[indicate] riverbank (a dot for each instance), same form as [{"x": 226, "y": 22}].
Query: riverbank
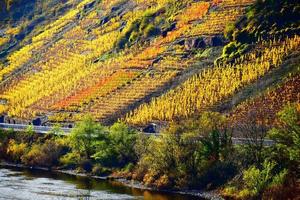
[{"x": 128, "y": 183}]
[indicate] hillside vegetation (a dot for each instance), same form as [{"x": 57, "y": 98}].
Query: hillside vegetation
[
  {"x": 218, "y": 78},
  {"x": 119, "y": 48},
  {"x": 109, "y": 58}
]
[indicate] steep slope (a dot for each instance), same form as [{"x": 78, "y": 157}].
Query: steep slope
[
  {"x": 107, "y": 58},
  {"x": 156, "y": 40}
]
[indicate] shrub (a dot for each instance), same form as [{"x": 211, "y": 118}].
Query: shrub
[
  {"x": 85, "y": 136},
  {"x": 46, "y": 154},
  {"x": 257, "y": 180},
  {"x": 70, "y": 160},
  {"x": 15, "y": 150},
  {"x": 118, "y": 148},
  {"x": 151, "y": 31},
  {"x": 100, "y": 171}
]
==========
**AIM OF THE TASK**:
Would you print exactly, and only, the lines of the data above from the line with "[indicate] hillside vegetation" through the line with "[indicate] shrub (a", inclusive?

**RESPONSE BOX**:
[indicate] hillside vegetation (a dot for each instance), same form as [{"x": 57, "y": 98}].
Query: hillside vegetation
[
  {"x": 218, "y": 78},
  {"x": 119, "y": 48},
  {"x": 109, "y": 58}
]
[indicate] steep slope (a dot for each instance), same form as [{"x": 78, "y": 157}].
Query: steep slope
[
  {"x": 107, "y": 58},
  {"x": 156, "y": 40}
]
[indicate] shrub (a dot for each instance), same form as [{"x": 211, "y": 118}].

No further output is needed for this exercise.